• Article:
3

I want to know if there is any way to parse an URL like this:

https://www.mysite.com/lot/of/unpleasant/folders/and/my/url with spaces &"others".xls

into

https://www.mysite.com/lot/of/unpleasant/folders/and/my/url%20with%20spaces%20&%22others%22.xls

Similar to the URL rewriting that Firefox does when just pasting the former url, sending it to the server (without response unless you have a site like this) and then copying the URL from the navigation bar and pasting it somewhere else.

Using URLEncoder#encode gives me this (undesired) output:

https%3A%2F%2Fwww.mysite.com%2Flot%2Fof%2Funpleasant%2Ffolders%2Fand%2Fmy%2Furl+with+spaces+%26%22others%22.xls

Sadly, I receive a String as shown at the beginning of the question so using URLEncoder#encode directly doesn't work.

• Items:
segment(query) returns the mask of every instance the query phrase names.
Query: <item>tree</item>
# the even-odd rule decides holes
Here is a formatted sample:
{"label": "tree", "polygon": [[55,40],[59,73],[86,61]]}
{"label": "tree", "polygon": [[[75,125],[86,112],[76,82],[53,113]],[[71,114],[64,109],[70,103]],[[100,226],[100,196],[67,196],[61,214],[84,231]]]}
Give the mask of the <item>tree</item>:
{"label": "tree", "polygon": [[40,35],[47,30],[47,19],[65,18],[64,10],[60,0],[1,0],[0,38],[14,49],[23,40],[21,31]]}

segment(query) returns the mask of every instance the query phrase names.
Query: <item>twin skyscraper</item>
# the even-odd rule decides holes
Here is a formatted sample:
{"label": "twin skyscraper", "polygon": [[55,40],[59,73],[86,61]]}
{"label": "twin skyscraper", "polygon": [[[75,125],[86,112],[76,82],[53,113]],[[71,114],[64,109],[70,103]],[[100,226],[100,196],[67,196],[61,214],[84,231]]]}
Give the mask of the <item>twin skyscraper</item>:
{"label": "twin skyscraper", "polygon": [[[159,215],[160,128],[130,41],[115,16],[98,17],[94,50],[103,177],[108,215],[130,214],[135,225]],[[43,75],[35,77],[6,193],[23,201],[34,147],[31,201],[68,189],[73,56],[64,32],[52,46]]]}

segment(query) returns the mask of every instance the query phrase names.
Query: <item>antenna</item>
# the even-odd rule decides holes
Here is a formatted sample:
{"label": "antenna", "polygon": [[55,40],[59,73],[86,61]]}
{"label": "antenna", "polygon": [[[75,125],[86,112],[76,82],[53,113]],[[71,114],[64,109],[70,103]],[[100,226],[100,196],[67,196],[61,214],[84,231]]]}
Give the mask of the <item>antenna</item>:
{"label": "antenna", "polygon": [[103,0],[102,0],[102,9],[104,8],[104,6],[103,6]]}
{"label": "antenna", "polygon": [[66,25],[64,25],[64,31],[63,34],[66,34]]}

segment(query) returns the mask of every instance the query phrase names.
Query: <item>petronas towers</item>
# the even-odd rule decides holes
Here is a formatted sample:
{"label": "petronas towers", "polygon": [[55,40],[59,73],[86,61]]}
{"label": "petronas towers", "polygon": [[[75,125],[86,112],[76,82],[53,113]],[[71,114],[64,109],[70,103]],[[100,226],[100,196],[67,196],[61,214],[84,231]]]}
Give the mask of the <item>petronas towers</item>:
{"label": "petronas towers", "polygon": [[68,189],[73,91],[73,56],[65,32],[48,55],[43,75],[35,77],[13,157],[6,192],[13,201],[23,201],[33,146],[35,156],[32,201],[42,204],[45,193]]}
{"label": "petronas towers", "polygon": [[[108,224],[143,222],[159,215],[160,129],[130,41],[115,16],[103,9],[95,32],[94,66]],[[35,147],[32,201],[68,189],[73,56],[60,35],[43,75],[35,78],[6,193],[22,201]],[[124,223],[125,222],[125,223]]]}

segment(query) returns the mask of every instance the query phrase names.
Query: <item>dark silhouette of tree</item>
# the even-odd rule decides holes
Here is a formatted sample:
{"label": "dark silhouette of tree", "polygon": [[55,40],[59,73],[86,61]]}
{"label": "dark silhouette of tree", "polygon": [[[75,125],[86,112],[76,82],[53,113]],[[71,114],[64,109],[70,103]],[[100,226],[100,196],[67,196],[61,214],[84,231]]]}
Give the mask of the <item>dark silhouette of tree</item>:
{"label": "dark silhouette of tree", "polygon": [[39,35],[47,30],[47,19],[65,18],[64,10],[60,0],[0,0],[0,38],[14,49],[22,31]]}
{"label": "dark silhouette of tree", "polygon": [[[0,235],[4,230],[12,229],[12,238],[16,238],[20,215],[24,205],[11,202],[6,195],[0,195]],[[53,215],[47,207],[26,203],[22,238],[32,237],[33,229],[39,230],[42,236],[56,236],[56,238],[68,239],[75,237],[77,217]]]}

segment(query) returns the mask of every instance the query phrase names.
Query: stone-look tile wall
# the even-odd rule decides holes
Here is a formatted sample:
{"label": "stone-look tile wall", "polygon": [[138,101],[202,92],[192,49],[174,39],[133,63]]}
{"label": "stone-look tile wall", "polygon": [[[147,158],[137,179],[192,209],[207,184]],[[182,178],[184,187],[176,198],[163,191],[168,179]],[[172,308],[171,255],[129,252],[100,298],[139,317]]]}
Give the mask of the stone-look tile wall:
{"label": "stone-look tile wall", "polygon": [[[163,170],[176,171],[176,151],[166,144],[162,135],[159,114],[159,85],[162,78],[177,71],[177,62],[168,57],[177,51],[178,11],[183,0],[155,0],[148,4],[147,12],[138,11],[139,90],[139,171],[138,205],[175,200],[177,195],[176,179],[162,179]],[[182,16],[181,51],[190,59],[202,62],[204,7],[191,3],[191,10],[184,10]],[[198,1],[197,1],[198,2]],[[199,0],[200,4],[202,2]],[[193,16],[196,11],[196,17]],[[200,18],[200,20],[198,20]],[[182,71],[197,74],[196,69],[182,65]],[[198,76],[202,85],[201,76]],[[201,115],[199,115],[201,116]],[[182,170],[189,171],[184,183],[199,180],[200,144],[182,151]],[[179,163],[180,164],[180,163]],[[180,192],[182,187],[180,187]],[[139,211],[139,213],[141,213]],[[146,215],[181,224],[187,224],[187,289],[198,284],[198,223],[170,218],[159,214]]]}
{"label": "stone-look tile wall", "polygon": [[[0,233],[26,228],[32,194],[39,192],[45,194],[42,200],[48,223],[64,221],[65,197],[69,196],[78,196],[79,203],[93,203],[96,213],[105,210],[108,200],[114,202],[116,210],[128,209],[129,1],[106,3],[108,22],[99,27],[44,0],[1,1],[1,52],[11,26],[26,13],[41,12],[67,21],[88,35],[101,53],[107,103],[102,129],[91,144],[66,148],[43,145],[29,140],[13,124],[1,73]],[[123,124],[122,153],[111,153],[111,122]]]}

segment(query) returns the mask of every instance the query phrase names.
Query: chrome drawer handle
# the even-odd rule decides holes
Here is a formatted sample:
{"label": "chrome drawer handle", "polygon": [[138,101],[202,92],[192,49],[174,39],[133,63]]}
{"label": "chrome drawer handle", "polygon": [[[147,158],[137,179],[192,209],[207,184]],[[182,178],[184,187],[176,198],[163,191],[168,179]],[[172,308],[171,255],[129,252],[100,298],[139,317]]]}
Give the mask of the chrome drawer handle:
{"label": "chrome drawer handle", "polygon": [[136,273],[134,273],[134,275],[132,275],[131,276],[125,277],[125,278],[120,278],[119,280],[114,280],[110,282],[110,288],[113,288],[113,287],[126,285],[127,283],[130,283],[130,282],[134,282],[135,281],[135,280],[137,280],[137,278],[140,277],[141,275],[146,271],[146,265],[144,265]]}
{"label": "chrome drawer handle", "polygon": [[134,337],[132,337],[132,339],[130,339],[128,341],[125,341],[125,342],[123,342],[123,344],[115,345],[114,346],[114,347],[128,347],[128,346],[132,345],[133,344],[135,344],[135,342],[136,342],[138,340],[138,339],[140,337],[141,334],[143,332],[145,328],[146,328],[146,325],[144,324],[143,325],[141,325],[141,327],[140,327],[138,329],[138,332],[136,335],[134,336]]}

• Written request A: In the post about URL encoding, which method gives the writer the undesired output?
• Written request B: Duplicate the section of the post about URL encoding that begins at the words "I want to know" and stops after "it somewhere else.".
• Written request C: Pick up the post about URL encoding after its last sentence and keep writing it.

• Written response A: URLEncoder#encode.

• Written response B:
I want to know if there is any way to parse an URL like this:

https://www.mysite.com/lot/of/unpleasant/folders/and/my/url with spaces &"others".xls

into

https://www.mysite.com/lot/of/unpleasant/folders/and/my/url%20with%20spaces%20&%22others%22.xls

Similar to the URL rewriting that Firefox does when just pasting the former url, sending it to the server (without response unless you have a site like this) and then copying the URL from the navigation bar and pasting it somewhere else.

• Written response C:
I naively tried this:

String evilUrl = "https://www.mysite.com/lot/of/unpleasant/folders/and/my/url with spaces &\"others\".xls";
URI uri = null;
String[] urlParts = evilUrl.split("://");
String scheme = urlParts[0];
urlParts = urlParts[1].split("/");
String host = urlParts[0];
StringBuilder sb = new StringBuilder('/');
for (int i = 1; i < urlParts.length; i++) {
    sb.append('/');
    sb.append(urlParts[i]);
}
uri = new URI(scheme, host, sb.toString(), null);
System.out.println(uri.toASCIIString());

And gives this (better) output:

https://www.mysite.com/lot/of/unpleasant/folders/and/my/url%20with%20spaces%20&%22others%22.xls

But I'm not sure if there is an out-of-the-box solution there for this problem and I'm breaking my head for nothing or if I can rely that this piece of code can almost successfully solve my problem.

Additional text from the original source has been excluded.